*** Records to process

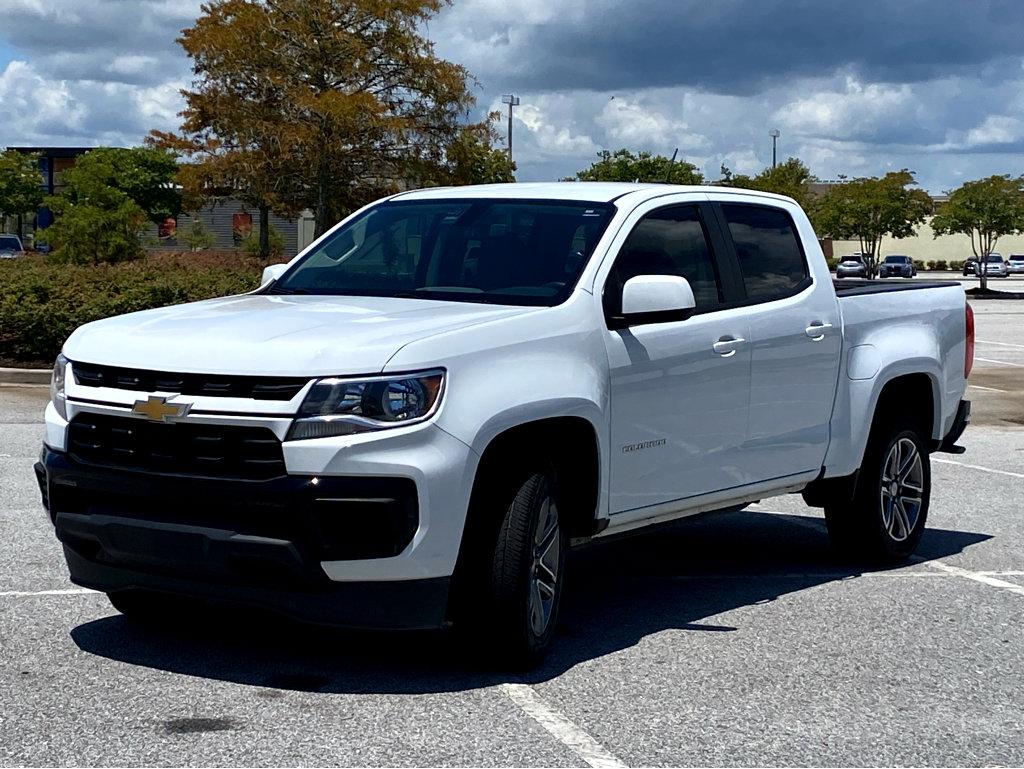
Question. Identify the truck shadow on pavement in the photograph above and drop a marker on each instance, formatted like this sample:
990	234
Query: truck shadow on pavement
619	593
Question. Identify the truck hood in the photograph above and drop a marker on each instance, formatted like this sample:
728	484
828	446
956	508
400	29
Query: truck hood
274	335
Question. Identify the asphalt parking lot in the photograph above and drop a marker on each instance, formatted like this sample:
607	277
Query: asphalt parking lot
733	639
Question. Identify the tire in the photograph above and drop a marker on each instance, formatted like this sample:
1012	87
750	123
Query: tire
886	517
514	609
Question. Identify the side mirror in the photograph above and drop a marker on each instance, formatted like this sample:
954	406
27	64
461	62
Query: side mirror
654	299
272	272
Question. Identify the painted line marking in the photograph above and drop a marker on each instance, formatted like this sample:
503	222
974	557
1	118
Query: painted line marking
1000	362
978	467
560	727
28	593
980	577
1000	344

******

Copy out exactly the lines from the line with "Query: tire" to the end of the listing, including both of those lines, and give nothing else.

Written response:
Query: tire
886	517
514	609
Question. Identify the side mirror in the photograph above and drop a marker on each instance, formatted like this sample:
954	406
27	64
461	62
Query: side mirror
654	299
272	272
Question. Identify the painted line marking in the photograph above and drop a marker on each instance, formatted like this sample:
503	222
974	557
1	118
Query: painted line marking
1000	362
978	467
560	727
28	593
980	577
1000	344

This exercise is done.